REQUIRED WORK>
Copy out each line of the rows below that contains the word "lake".

ITEMS>
──────────
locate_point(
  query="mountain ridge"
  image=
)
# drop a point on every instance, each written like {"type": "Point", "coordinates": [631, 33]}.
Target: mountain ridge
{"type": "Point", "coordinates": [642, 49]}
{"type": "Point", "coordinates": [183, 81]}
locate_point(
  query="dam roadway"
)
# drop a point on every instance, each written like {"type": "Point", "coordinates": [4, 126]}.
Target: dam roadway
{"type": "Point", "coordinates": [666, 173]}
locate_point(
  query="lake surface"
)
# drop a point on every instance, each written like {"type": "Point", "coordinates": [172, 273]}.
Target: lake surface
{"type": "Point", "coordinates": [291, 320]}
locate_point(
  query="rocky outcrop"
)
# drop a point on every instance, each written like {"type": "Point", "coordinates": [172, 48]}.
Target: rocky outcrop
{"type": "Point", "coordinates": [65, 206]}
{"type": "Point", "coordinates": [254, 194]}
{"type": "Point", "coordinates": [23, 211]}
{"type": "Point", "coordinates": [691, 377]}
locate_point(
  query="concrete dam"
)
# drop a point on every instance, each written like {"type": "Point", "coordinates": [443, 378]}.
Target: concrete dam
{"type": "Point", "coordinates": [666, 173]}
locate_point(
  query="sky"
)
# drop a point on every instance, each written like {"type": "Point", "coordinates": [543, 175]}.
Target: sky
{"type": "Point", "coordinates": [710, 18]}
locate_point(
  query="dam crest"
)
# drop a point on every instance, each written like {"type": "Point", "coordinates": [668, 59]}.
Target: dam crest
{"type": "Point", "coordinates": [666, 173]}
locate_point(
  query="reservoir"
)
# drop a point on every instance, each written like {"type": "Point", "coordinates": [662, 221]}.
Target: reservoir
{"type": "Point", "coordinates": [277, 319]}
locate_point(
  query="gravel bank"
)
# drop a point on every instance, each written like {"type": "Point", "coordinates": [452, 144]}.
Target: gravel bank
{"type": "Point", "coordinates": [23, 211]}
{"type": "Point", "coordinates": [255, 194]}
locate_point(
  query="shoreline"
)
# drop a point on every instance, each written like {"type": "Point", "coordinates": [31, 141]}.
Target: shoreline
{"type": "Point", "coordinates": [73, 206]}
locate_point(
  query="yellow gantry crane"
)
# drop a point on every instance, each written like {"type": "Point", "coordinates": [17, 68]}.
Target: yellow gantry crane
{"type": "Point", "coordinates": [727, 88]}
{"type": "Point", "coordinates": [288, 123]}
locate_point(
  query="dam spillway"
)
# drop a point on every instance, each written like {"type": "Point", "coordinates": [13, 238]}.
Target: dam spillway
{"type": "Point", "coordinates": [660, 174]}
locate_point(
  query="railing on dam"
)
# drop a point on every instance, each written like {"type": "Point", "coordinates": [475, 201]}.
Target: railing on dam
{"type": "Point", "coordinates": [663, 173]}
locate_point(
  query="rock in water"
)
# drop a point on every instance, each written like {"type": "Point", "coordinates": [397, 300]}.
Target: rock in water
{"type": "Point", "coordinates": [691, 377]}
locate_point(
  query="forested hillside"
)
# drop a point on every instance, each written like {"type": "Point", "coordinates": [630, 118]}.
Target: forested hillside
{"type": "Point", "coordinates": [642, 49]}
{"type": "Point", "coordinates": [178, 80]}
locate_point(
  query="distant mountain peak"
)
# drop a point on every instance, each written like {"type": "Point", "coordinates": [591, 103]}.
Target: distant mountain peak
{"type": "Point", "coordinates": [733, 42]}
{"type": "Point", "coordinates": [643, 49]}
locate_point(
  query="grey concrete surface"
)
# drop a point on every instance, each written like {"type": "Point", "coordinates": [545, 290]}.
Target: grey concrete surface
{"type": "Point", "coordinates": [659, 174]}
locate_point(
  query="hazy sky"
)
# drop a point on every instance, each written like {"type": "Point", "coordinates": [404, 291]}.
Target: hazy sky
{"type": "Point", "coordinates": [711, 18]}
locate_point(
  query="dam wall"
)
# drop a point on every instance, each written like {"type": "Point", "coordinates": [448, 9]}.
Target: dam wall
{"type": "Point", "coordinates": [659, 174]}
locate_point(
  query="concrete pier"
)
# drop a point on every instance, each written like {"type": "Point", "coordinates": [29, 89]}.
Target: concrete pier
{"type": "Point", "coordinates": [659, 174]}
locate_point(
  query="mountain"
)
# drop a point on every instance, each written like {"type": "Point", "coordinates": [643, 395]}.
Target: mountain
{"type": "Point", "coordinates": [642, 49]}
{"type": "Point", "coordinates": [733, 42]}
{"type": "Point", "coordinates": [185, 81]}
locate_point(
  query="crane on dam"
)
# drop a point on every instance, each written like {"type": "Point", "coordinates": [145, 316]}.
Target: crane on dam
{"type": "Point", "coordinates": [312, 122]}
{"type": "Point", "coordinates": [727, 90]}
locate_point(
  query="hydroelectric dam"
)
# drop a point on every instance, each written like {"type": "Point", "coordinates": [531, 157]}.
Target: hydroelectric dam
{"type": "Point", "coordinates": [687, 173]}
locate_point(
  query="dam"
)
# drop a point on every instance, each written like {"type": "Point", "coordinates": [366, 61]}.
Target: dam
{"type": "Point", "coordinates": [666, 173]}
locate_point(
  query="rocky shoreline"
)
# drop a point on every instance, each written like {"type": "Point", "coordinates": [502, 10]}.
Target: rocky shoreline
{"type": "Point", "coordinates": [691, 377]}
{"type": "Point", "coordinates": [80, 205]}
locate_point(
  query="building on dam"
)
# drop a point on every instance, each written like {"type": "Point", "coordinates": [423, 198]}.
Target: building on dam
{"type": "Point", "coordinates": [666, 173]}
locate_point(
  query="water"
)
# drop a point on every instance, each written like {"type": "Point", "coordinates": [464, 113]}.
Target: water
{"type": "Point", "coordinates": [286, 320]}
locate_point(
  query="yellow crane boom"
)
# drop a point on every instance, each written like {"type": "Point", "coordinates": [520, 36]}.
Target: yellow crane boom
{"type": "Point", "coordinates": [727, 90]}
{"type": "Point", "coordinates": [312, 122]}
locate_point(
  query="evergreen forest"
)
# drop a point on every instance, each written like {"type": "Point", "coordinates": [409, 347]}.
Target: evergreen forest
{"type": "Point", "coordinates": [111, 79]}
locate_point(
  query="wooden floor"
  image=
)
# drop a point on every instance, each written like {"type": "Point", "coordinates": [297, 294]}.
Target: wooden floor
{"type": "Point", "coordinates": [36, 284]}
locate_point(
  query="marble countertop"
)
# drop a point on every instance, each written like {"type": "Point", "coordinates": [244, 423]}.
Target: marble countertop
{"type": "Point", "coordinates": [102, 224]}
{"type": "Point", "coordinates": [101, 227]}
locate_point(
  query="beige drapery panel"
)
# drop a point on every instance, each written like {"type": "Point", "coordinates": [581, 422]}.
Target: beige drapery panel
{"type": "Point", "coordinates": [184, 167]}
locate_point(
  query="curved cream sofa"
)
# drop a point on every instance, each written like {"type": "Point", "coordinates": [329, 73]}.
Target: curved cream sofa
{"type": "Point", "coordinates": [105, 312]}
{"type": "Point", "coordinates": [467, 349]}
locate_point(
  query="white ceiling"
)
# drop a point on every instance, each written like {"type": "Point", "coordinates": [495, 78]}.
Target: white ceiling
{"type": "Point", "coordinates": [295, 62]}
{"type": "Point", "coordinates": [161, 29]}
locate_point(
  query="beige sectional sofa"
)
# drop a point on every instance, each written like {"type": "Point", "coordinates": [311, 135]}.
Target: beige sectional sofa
──────────
ANSWER FOR THE TASK>
  query="lake surface"
Target: lake surface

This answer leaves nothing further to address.